Exercise » Can you rewrite the entries as a JSON list of strings, one string per line and no blank lines, covering only the span from the line containing "compact silver car" through the end of the entries?

-- START OF Extracted records --

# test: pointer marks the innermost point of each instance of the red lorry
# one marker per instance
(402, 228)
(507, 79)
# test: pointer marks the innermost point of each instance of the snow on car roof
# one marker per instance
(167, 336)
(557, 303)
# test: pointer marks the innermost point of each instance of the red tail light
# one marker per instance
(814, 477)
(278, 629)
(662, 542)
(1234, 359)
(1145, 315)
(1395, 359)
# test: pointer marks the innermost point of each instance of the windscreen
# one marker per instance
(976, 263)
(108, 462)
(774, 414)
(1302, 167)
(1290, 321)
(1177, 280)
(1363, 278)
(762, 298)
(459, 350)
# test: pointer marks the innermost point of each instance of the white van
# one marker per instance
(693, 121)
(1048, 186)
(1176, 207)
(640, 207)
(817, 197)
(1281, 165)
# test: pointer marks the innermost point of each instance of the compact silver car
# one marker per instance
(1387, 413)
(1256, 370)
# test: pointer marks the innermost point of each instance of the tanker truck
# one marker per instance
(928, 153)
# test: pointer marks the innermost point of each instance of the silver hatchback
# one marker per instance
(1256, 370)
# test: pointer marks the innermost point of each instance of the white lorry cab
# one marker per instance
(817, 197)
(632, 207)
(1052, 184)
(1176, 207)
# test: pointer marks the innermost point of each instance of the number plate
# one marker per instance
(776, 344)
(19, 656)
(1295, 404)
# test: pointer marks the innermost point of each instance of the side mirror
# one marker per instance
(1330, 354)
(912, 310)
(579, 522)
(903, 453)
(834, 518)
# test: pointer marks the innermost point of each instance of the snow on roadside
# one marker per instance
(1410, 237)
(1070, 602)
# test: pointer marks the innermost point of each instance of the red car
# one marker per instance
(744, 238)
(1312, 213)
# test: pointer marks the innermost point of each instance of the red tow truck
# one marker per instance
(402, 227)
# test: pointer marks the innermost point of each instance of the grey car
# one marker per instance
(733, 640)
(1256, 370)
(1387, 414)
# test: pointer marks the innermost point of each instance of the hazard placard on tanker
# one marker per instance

-- END OF Extracted records --

Written solution »
[
  "# test: pointer marks the innermost point of each instance of the compact silver car",
  "# one marker per instance",
  "(1387, 413)",
  "(1256, 370)",
  "# test: pointer marks the innermost point of each instance of the tanker truck",
  "# one marker per instance",
  "(928, 153)",
  "# test: pointer marks the innermost point of each instance of the silver hatchback",
  "# one marker per instance",
  "(1256, 370)",
  "# test: pointer marks the innermost point of each instance of the white lorry cab",
  "# one marker per instance",
  "(817, 197)",
  "(632, 207)",
  "(1052, 184)",
  "(1176, 207)",
  "# test: pointer marks the innermost point of each instance of the number plate",
  "# one marker per instance",
  "(776, 344)",
  "(19, 656)",
  "(1295, 404)",
  "# test: pointer marks the innermost point of each instance of the side mirror",
  "# one marker per instance",
  "(1330, 354)",
  "(912, 310)",
  "(579, 522)",
  "(903, 453)",
  "(834, 518)",
  "# test: pointer marks the innermost point of each instance of the snow on roadside",
  "# one marker per instance",
  "(1410, 237)",
  "(1070, 602)",
  "# test: pointer marks the innermost point of each instance of the red car",
  "# one marker per instance",
  "(744, 238)",
  "(1312, 213)",
  "# test: pointer marks the innermost point of each instance of the red tow truck",
  "# one marker per instance",
  "(402, 227)",
  "# test: pointer marks the innermost point of each instance of the grey car",
  "# one marker per instance",
  "(733, 640)",
  "(1256, 370)",
  "(1387, 414)",
  "# test: pointer marks the innermost point of each instance of the hazard placard on tanker",
  "# one marker per instance"
]